▶ Work required
Only the lines from the one containing "orange foot, a" through the end of the entries should be returned, exactly as they are, with the pictures omitted.
— Start Material provided —
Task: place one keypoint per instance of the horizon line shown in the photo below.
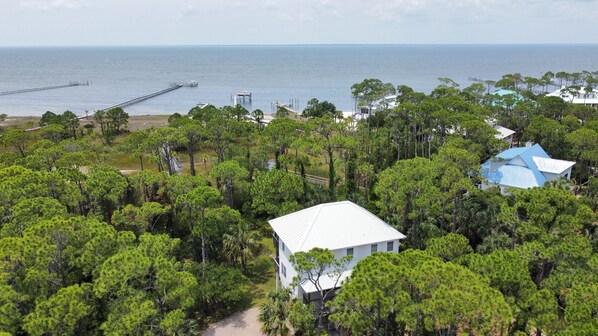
(296, 45)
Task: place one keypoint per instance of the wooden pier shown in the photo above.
(142, 98)
(287, 107)
(71, 84)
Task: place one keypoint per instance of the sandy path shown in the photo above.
(244, 323)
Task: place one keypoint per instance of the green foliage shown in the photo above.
(449, 247)
(274, 313)
(276, 193)
(223, 290)
(61, 313)
(106, 188)
(417, 293)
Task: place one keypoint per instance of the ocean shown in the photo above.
(294, 73)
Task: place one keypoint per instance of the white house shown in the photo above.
(523, 167)
(503, 132)
(343, 227)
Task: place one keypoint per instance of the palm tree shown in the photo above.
(274, 314)
(240, 245)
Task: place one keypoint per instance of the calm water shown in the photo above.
(271, 72)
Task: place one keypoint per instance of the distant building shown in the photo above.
(503, 132)
(523, 167)
(575, 96)
(344, 228)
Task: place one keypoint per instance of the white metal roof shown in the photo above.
(332, 226)
(547, 165)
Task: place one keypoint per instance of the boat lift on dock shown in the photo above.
(70, 84)
(241, 96)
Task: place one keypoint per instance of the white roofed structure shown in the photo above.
(332, 226)
(344, 227)
(553, 166)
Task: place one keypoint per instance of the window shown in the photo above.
(350, 251)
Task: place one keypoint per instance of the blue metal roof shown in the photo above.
(516, 175)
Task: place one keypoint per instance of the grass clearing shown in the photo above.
(261, 273)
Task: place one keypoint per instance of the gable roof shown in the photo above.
(333, 226)
(503, 132)
(530, 175)
(552, 166)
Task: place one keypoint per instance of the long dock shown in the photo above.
(71, 84)
(286, 107)
(142, 98)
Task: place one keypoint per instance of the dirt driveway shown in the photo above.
(244, 323)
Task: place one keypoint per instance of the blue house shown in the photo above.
(523, 167)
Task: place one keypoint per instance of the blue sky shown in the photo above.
(200, 22)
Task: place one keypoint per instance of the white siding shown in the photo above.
(283, 259)
(359, 253)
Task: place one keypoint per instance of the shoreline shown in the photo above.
(136, 122)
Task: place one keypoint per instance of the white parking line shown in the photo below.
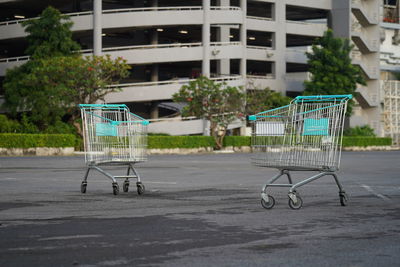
(68, 237)
(369, 189)
(150, 182)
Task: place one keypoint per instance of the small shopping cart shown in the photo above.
(305, 135)
(113, 136)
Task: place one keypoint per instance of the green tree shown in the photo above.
(57, 78)
(260, 100)
(65, 81)
(216, 102)
(49, 36)
(331, 68)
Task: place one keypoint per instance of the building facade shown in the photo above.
(250, 43)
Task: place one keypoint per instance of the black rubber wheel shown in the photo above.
(125, 186)
(115, 189)
(297, 205)
(140, 188)
(343, 199)
(268, 205)
(83, 187)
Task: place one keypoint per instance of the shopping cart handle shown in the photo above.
(252, 117)
(323, 97)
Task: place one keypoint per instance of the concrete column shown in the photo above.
(154, 69)
(154, 110)
(206, 39)
(280, 46)
(243, 39)
(97, 42)
(223, 65)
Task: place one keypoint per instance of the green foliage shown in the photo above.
(365, 130)
(331, 68)
(50, 35)
(8, 140)
(366, 141)
(237, 141)
(57, 78)
(14, 126)
(180, 141)
(261, 100)
(217, 102)
(9, 126)
(397, 75)
(54, 86)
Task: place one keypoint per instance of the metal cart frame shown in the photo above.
(113, 135)
(305, 135)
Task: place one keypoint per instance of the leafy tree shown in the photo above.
(261, 100)
(331, 68)
(217, 102)
(49, 36)
(57, 78)
(65, 81)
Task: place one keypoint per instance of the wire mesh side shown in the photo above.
(309, 138)
(269, 136)
(113, 135)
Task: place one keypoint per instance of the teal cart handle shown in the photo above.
(316, 97)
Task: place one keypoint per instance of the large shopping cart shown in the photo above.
(305, 135)
(113, 136)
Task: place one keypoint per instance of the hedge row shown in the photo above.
(366, 141)
(11, 140)
(347, 141)
(180, 141)
(8, 140)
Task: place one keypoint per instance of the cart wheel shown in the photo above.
(125, 186)
(268, 205)
(297, 205)
(83, 187)
(115, 189)
(343, 199)
(140, 188)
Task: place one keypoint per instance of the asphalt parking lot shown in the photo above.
(197, 210)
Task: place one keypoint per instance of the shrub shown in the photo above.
(180, 141)
(9, 140)
(237, 141)
(359, 131)
(366, 141)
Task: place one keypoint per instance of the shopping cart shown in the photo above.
(113, 136)
(305, 135)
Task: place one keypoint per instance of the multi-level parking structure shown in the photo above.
(250, 43)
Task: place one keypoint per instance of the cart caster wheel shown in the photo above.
(115, 189)
(298, 204)
(268, 205)
(343, 199)
(83, 187)
(125, 186)
(140, 188)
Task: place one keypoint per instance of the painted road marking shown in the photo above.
(369, 189)
(68, 237)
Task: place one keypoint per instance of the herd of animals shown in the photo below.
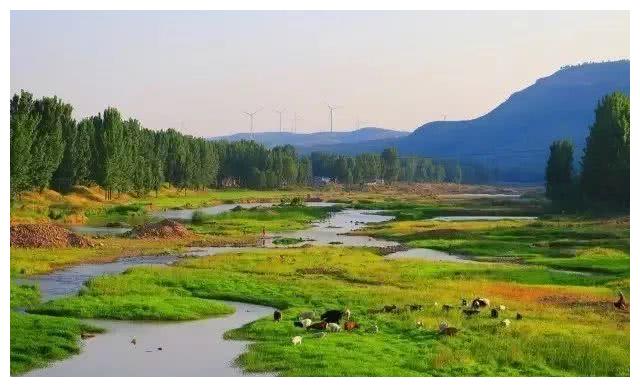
(330, 320)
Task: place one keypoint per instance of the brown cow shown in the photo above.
(318, 326)
(351, 325)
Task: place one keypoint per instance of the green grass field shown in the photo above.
(560, 273)
(570, 326)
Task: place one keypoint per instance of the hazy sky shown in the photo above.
(200, 70)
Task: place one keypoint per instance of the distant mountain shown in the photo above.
(272, 139)
(515, 136)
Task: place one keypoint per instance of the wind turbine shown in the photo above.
(359, 123)
(251, 119)
(280, 115)
(331, 109)
(295, 122)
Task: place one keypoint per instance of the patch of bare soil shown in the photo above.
(166, 229)
(46, 235)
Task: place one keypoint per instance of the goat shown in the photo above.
(318, 326)
(621, 303)
(470, 312)
(480, 303)
(351, 325)
(304, 315)
(333, 327)
(373, 329)
(332, 316)
(389, 308)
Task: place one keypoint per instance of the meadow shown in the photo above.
(560, 272)
(565, 316)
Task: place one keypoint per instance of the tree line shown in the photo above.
(602, 179)
(50, 149)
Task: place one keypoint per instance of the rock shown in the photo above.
(165, 229)
(46, 235)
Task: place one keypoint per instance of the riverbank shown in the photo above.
(562, 309)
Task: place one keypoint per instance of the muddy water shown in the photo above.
(193, 348)
(428, 255)
(334, 228)
(482, 217)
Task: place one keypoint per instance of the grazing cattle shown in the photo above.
(389, 308)
(318, 326)
(351, 325)
(415, 307)
(307, 315)
(470, 312)
(333, 327)
(480, 303)
(621, 303)
(332, 316)
(450, 331)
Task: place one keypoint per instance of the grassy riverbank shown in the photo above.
(570, 326)
(561, 273)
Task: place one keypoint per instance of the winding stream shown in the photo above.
(194, 348)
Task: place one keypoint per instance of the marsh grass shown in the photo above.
(554, 338)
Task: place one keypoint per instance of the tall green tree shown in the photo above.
(48, 144)
(391, 164)
(83, 152)
(606, 160)
(24, 120)
(559, 172)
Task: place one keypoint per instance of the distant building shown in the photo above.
(376, 182)
(230, 182)
(321, 181)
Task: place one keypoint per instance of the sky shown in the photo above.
(198, 71)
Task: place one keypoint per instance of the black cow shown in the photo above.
(332, 316)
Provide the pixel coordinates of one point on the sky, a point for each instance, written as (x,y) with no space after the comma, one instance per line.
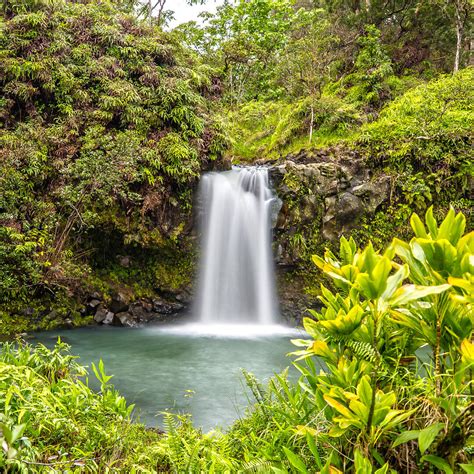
(184,13)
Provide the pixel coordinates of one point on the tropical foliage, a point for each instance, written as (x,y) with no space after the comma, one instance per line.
(385,385)
(104,130)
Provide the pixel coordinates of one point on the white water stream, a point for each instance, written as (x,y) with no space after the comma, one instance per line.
(236,283)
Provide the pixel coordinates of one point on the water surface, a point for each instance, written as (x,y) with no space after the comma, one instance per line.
(181,369)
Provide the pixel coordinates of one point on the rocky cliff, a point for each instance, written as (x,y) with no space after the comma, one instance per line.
(324,194)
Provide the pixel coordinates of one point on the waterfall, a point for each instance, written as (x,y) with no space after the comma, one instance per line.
(236,283)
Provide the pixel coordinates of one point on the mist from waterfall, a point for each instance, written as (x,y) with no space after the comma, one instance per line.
(236,283)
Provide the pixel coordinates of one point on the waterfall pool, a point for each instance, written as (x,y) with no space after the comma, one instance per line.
(182,369)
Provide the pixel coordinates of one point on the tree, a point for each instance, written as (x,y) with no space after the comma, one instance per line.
(157,7)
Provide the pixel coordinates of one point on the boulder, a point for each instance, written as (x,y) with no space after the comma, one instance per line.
(100,314)
(165,307)
(125,319)
(109,318)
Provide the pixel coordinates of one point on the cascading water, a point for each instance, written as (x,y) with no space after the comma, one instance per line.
(236,281)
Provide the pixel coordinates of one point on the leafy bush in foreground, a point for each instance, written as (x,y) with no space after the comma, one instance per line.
(395,393)
(50,419)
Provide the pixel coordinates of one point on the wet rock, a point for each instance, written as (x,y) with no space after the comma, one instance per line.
(100,314)
(125,319)
(165,307)
(125,261)
(119,303)
(68,324)
(326,192)
(109,318)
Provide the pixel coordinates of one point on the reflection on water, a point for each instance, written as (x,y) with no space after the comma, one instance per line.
(162,369)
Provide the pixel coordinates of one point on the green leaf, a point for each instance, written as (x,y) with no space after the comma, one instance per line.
(314,450)
(408,293)
(440,463)
(418,226)
(364,390)
(295,460)
(431,223)
(428,435)
(405,437)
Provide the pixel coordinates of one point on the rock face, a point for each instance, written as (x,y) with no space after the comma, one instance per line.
(121,312)
(324,194)
(330,194)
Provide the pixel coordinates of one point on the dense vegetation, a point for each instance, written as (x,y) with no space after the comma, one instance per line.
(379,406)
(107,122)
(105,128)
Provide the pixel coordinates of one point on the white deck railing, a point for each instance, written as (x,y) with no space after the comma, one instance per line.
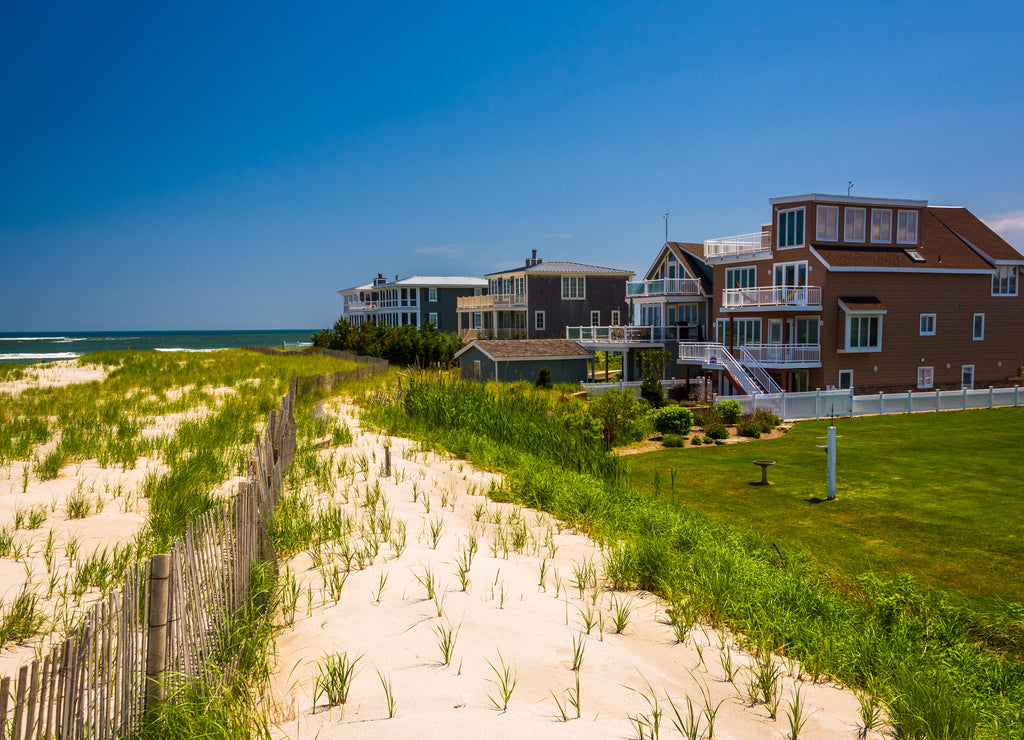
(666,287)
(499,301)
(736,246)
(772,296)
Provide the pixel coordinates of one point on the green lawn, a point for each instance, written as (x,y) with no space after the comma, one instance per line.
(939,495)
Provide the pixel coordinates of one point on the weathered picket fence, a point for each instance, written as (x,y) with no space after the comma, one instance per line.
(164,623)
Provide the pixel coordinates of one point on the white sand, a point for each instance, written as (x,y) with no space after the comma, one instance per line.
(532,630)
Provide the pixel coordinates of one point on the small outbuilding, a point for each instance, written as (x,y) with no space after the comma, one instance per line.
(521,359)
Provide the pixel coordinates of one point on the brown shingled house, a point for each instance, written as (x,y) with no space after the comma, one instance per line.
(876,294)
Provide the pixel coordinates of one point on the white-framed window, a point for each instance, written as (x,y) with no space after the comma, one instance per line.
(740,276)
(853,220)
(906,227)
(967,377)
(827,223)
(573,288)
(882,225)
(1005,280)
(863,333)
(791,228)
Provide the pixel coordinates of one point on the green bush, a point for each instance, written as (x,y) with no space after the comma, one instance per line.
(729,410)
(716,430)
(673,420)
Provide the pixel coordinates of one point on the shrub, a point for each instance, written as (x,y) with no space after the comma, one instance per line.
(748,427)
(716,430)
(729,410)
(673,420)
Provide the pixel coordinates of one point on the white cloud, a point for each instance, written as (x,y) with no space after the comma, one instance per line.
(1009,225)
(448,250)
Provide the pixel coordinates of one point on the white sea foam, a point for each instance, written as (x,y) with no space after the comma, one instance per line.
(39,355)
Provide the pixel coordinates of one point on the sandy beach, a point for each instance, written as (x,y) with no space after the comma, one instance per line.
(521,614)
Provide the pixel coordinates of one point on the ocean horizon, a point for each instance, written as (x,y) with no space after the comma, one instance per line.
(33,347)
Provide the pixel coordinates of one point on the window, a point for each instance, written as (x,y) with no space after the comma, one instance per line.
(882,225)
(1005,280)
(863,334)
(854,220)
(906,227)
(573,288)
(827,223)
(791,227)
(740,277)
(967,377)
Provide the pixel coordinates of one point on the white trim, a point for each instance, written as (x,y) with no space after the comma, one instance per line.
(815,198)
(848,222)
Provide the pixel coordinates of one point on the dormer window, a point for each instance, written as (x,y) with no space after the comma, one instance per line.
(791,228)
(906,227)
(854,218)
(827,223)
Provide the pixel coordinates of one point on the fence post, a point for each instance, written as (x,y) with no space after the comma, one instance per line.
(156,658)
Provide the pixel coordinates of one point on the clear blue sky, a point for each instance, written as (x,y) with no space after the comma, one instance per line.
(232,166)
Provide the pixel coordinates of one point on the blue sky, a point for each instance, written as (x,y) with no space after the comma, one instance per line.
(232,166)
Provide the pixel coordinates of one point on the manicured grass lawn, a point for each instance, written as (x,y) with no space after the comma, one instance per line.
(938,495)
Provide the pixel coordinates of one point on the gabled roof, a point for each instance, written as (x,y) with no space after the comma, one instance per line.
(565,268)
(949,238)
(527,349)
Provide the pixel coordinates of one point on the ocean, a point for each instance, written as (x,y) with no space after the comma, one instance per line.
(33,347)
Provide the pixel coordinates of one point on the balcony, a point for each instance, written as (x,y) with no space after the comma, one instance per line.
(630,335)
(491,303)
(666,287)
(780,297)
(745,245)
(783,355)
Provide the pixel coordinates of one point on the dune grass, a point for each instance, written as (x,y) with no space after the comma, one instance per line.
(943,668)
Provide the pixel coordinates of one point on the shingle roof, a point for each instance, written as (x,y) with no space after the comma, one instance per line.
(513,349)
(967,245)
(565,268)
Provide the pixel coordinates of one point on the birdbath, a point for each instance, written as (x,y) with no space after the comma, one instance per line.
(764,469)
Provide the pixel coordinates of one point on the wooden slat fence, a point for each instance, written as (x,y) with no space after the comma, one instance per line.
(169,617)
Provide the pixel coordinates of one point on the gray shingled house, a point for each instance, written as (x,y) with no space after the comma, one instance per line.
(514,359)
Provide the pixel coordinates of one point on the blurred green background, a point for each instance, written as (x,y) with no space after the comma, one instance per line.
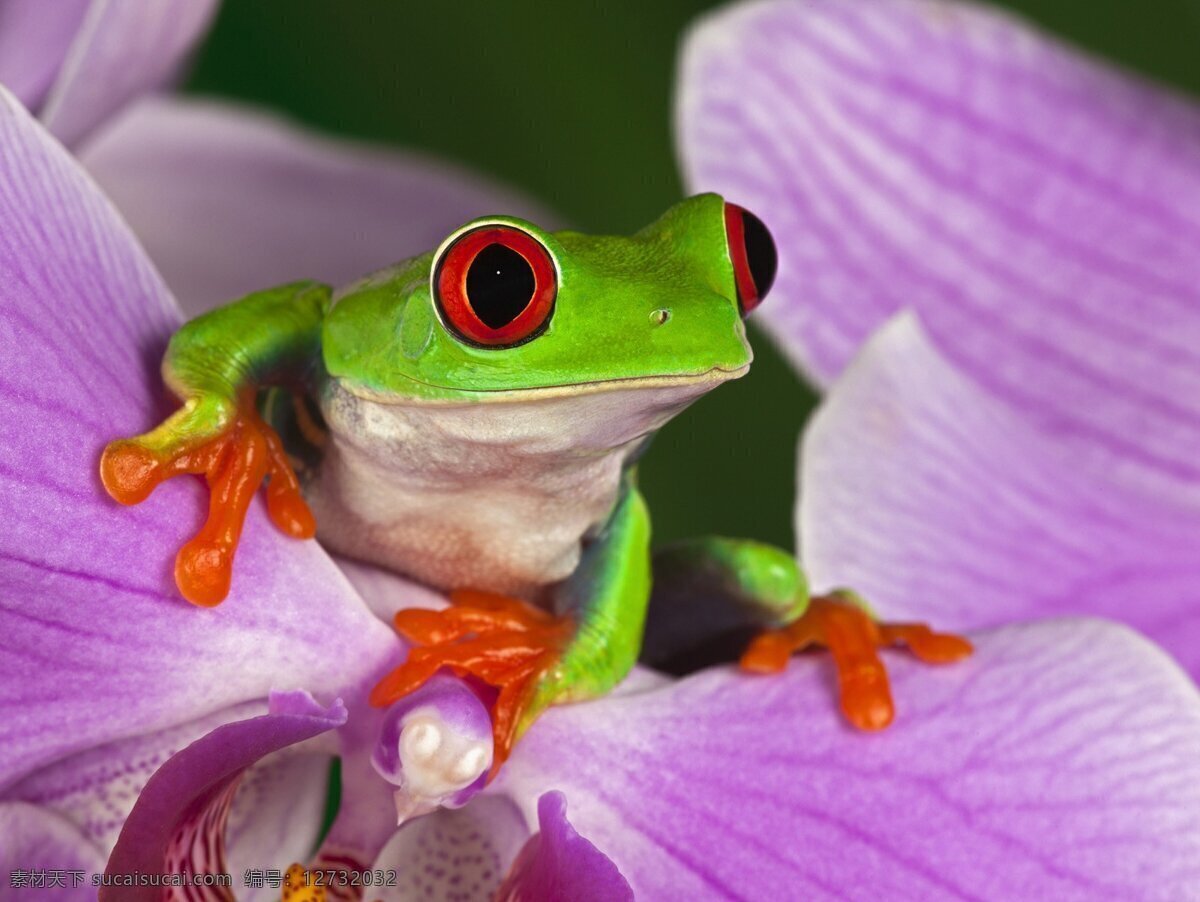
(571,101)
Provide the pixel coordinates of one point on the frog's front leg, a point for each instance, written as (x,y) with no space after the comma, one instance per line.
(215,365)
(533,657)
(768,590)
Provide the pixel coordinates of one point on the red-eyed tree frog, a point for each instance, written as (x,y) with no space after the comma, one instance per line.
(471,418)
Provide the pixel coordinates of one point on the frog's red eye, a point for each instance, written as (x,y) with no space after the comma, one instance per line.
(753,252)
(496,286)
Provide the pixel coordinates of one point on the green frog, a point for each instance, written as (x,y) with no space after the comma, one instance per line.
(472,419)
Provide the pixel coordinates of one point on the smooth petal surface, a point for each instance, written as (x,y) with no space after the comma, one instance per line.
(228,200)
(36,843)
(558,865)
(1059,762)
(179,821)
(939,503)
(34,41)
(121,49)
(99,645)
(1041,211)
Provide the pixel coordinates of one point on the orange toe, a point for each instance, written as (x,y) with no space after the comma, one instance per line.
(504,642)
(234,463)
(853,639)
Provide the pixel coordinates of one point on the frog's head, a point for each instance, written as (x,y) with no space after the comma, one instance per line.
(505,308)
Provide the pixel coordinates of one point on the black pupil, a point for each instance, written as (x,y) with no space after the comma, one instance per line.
(760,252)
(499,284)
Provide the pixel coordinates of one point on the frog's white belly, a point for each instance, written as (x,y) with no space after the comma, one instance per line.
(495,495)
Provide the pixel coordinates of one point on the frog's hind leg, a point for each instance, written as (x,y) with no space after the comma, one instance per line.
(532,657)
(767,594)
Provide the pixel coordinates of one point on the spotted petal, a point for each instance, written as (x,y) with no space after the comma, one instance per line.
(97,644)
(940,503)
(121,49)
(35,37)
(45,857)
(1059,762)
(228,200)
(77,61)
(179,822)
(1039,210)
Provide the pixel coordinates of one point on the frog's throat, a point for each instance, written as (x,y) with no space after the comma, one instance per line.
(449,396)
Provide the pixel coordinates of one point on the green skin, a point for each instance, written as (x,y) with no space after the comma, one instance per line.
(383,338)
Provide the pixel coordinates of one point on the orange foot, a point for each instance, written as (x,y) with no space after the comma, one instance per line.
(841,625)
(507,643)
(234,463)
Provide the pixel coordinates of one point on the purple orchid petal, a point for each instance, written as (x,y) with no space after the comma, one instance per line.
(275,816)
(34,41)
(558,865)
(267,203)
(454,854)
(121,49)
(1038,210)
(99,645)
(178,824)
(43,857)
(436,746)
(939,503)
(1057,762)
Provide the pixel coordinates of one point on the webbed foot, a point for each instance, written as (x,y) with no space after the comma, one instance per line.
(839,623)
(507,643)
(234,450)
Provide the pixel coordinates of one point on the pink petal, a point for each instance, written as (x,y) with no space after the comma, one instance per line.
(1039,210)
(939,503)
(99,645)
(39,841)
(121,49)
(1059,762)
(34,40)
(178,824)
(228,200)
(558,865)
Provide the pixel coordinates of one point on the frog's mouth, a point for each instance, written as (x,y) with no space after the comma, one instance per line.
(431,394)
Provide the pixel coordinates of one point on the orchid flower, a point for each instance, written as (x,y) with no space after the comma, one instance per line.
(143,735)
(1017,227)
(76,62)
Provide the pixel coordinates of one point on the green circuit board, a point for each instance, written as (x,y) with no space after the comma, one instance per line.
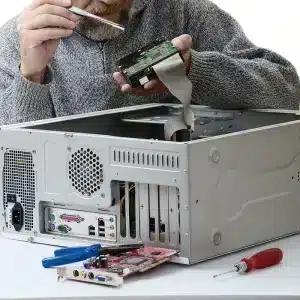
(139,64)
— End Material provided —
▶ Solution
Provide the pixel coordinates of one point on the orange foot, a point for each instance, written as (x,y) with no space after the comma, one instance per line.
(841,625)
(507,643)
(234,463)
Provide the pixel coordinates of one point on the purple orchid petal, a point for each instance, written as (x,y) with no space after the comma, one instance per line.
(275,816)
(34,41)
(558,865)
(267,203)
(454,854)
(121,49)
(1038,210)
(99,645)
(178,824)
(43,857)
(436,746)
(939,503)
(1057,762)
Provide the pixel coordinates of one point on the webbed foot, a point for each instance, written as (x,y) with no space after the comma, one instance per line.
(839,623)
(507,643)
(234,450)
Provide the pixel coordinates of one point on the pink petal, a point for each instance, written as (x,y) with no space after the comma, one instance per line.
(1039,210)
(939,503)
(99,645)
(39,841)
(121,49)
(1059,762)
(34,40)
(178,824)
(228,200)
(558,865)
Provide the pixel coordinates of one point on the frog's mouth, a point for each instance, written as (x,y) with no space after the comma, one instance per line.
(431,394)
Provide the pixel coordinates of one point on the orchid flower, a point for each instance, written as (x,y) with no space after the comma, one instance per line.
(143,735)
(1017,227)
(76,62)
Provide the pixel coordinates of one point on the green circuit board, a point for each instance, written as (x,y) with no space after the comma, one instance per line.
(139,64)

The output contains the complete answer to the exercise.